## Compiti ed esercizi
1 – Rispondi alle domande sul testo dedicato ai funerali di Martin Luther King e di Napoleone.
(a) Almeno quante persone presero parte alle esequie di Martin Luther King?
(b) Quali animali trainarono il carro con il feretro di Martin Luther King?
(c) In che data si svolse il funerale di Napoleone?
2 – Prosegui il testo sui funerali di Martin Luther King e di Napoleone, ripartendo dopo la sua ultima frase.
┌─ Testo di studio
Martin Luther King, il leader antisegregazionista degli anni Sessanta, fu assassinato a Memphis il 4 aprile 1968: i funerali si svolsero il giorno 9 ad Atlanta in Georgia e in varie città americane si verificarono gravi incidenti. Come era accaduto a Boston in occasione dei funerali di Sacco e Vanzetti, la polizia limitò l’accesso alle esequie, ma vi presero parte comunque almeno centomila persone tra cui la vedova del presidente assassinato J.F. Kennedy e il vicepresidente degli Stati Uniti Hubert Humphrey.
Seguendo la consuetudine dei contadini di colore della Georgia, che non potevano permettersi dei cavalli per i lavori agricoli, il carro con il feretro fu trainato da due muli; il grande ‘sognatore’, inumato inizialmente con estrema semplicità al Southview Cemetry, fu infine rimosso per essere collocato in un mausoleo dove si trova tuttora assieme alla moglie Coretta morta nel 2006.
Al nemico sconfitto non si può negare un funerale e il governatore inglese dell’isola di Sant’Elena, sir Hudson Lowe, fu in un certo senso costretto a rendere a Napoleone esequie di una certa solennità schierando la guarnigione e sparando salve di cannone: l’ex imperatore fu sepolto nei pressi di una fonte, luogo isolato che il defunto stesso aveva scelto prima della morte. Al funerale, che si svolse il 9 maggio 1821, prese parte tutta la piccola comunità francese che aveva condiviso l’esilio e non si dimenticò neppure di far seguire il cavallo del generale, come era costume nelle cerimonie militari.
└─
┌─ Dati esercizio
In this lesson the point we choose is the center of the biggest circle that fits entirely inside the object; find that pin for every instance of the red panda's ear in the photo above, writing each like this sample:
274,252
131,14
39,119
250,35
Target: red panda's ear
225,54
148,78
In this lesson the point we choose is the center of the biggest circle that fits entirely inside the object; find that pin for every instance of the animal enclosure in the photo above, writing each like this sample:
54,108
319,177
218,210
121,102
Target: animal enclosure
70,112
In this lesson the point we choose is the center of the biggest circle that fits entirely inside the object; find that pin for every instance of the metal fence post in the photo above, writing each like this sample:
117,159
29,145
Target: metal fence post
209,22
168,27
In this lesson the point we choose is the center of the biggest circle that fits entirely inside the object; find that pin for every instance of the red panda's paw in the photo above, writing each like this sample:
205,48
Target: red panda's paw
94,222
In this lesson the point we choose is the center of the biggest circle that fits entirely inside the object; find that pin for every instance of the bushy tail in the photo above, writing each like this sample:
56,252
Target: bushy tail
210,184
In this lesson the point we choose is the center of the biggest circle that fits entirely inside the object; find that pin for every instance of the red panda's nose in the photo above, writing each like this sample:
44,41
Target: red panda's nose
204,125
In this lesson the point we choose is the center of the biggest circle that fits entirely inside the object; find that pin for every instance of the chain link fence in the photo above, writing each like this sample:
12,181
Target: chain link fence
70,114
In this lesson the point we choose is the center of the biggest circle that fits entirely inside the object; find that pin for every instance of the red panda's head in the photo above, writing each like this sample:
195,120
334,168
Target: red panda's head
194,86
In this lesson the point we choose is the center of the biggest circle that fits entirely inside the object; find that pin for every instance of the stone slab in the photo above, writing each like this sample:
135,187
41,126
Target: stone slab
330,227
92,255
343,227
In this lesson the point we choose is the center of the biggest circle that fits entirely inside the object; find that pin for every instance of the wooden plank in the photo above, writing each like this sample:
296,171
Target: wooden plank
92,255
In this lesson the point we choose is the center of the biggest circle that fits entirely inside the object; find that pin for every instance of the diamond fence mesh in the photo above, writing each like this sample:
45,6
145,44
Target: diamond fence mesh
└─
## Problemi risolti
1 –
(a) Almeno centomila.
(b) Due muli.
(c) Il 9 maggio 1821.

2 –
Da questa collocazione Napoleone fu esumato per essere trasportato a Parigi e ricevere altri onori in questo caso realmente imperiali. La cerimonia si svolse il 15 dicembre 1840 e secondo numerose testimonianze fu una giornata particolarmente gelida. Il feretro, collocato su un catafalco e posto a sua volta su un carro, fu trainato da sedici cavalli e passò sotto l’Arco di Trionfo per raggiungere la cattedrale di Les Invalides, uno dei complessi architettonici più solenni della città, voluto dal Re Sole come ospizio per i veterani di guerra. Il più grande soldato di Francia – si scrisse al tempo – tornava tra i soldati, ma, prima che le spoglie occupassero l’urna attuale, passarono altri vent’anni, perché la tomba fu inaugurata solo nel 1861.
Per ingraziarsi i francesi, cent’anni dopo il funerale di Napoleone, il 15 dicembre 1940, Hitler decise di collocare anche le ceneri del figlio di Napoleone e di Maria Luisa d’Austria a Les Invalides. Fu un’altra cerimonia solenne, che non cambiò però l’umore nei confronti degli occupanti. Le giornate era comunque freddissime come un secolo prima e mancava il combustibile per il riscaldamento. Sacha-Guitry, interpretando i sentimenti dei parigini, osservò che «avevamo bisogno di carbone e ci hanno mandato ceneri».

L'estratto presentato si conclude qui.